AIM OF THE TASK:
Give back the entire listing verbatim.

INPUT ROWS:
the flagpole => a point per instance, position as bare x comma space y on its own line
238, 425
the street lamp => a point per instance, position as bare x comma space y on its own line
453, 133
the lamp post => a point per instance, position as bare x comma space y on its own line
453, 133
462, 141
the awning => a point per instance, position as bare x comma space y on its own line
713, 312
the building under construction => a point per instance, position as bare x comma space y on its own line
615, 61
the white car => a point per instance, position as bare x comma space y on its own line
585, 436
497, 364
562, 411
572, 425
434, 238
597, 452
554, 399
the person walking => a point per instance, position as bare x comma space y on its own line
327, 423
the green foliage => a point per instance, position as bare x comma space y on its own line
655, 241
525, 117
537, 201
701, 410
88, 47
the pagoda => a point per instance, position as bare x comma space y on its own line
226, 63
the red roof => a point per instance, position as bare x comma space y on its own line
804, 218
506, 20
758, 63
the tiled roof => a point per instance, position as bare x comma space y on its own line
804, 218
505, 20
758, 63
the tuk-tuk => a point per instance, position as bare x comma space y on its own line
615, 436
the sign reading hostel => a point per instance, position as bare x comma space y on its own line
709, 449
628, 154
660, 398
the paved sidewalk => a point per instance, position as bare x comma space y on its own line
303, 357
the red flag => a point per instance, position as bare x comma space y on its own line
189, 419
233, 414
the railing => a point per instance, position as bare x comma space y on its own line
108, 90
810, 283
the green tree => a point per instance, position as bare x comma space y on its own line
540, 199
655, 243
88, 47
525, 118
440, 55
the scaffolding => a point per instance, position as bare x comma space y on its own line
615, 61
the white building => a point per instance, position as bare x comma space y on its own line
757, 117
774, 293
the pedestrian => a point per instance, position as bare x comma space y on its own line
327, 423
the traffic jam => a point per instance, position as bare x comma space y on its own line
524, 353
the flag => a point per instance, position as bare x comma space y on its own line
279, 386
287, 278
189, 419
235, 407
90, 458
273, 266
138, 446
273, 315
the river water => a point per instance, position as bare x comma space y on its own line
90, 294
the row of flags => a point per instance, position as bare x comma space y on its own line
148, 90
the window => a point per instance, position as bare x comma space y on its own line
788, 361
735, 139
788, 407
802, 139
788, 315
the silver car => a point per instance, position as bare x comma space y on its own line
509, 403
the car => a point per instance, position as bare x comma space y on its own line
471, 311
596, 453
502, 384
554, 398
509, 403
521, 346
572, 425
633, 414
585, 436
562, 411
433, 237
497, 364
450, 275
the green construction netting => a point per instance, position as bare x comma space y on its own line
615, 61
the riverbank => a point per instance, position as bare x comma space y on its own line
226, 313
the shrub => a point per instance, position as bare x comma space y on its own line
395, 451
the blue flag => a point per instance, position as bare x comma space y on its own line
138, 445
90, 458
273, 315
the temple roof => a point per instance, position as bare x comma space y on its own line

FINAL ANSWER:
the flagpole => a point per instance, position as bare x comma space y on its own line
238, 425
the street lamp => a point per instance, position as bare x comma space y on its own line
453, 133
the lamp post => a point per instance, position as bare x comma space y on its own line
453, 133
462, 141
the awning => a point per instance, position as bare x comma space y on its own line
713, 312
the building under construction => a point per instance, position as bare x comma space y on its own line
615, 61
the white car => a point per instance, position as bare x comma space y on its own line
585, 436
497, 364
562, 411
572, 425
434, 238
597, 452
554, 399
the person walking => a point per instance, position as bare x comma space y on its own line
327, 423
the green foliage => a point per instance, position as bare x comma space y on its own line
655, 241
525, 117
537, 201
701, 410
88, 47
the pagoda => a point per instance, position as bare x comma space y on its own line
226, 63
the red roof => a point per instance, position as bare x comma space y on its own line
804, 218
506, 20
758, 63
the tiled roof => a point per instance, position as bare x comma space y on its own line
804, 218
505, 20
758, 63
the tuk-tuk => a point per instance, position as bare x comma space y on its own line
615, 436
the sign reading hostel => a point per instance, position as bare x comma space y on its own line
709, 449
628, 154
660, 398
the paved sidewalk => a point per instance, position as bare x comma space y on its own line
303, 357
the red flag => a point per instance, position as bare x comma space y on its own line
189, 419
233, 414
the railing => a point per instance, position as bare x comma space y on its own line
108, 90
810, 283
the green tree => a point per instance, position as bare x comma space y on its own line
540, 199
655, 243
88, 47
525, 118
440, 55
the scaffolding => a point per instance, position as bare x comma space y on its own line
615, 61
the white building => a point per instance, position as bare x comma space y on its own line
757, 117
774, 293
the pedestrian => a point per instance, position as bare x comma space y on its own line
327, 423
the traffic jam => a point per instance, position as bare x comma space y on its own line
524, 353
the flag => a point per instance, position as bare x comma space y on its own line
279, 386
287, 278
189, 419
235, 407
90, 458
273, 266
138, 446
273, 315
the river water => a point per instance, position as bare x comma space y on its own line
90, 294
the row of flags => a point per instance, position as bare x comma space y on its own line
148, 90
the window => a point per instance, position as bare x comma space y on its own line
788, 361
735, 139
788, 407
802, 139
788, 315
the silver car => a point per instance, position as bare x comma space y on its own line
509, 403
the car => a point per instance, position as bare x comma space y on its own line
471, 311
596, 453
502, 384
554, 398
509, 403
521, 346
572, 425
633, 414
585, 436
562, 411
433, 237
497, 364
450, 275
the green construction netting => a point per instance, position as bare x comma space y on its own line
615, 61
the riverbank => a point per instance, position as bare x comma space y on its own line
226, 313
the shrub => a point per instance, position as bare x comma space y on its own line
395, 451
the blue flag => a point per instance, position as bare x comma space y on its own line
138, 445
90, 458
273, 315
the temple roof => a point per instance, position as bare x comma space y on its own line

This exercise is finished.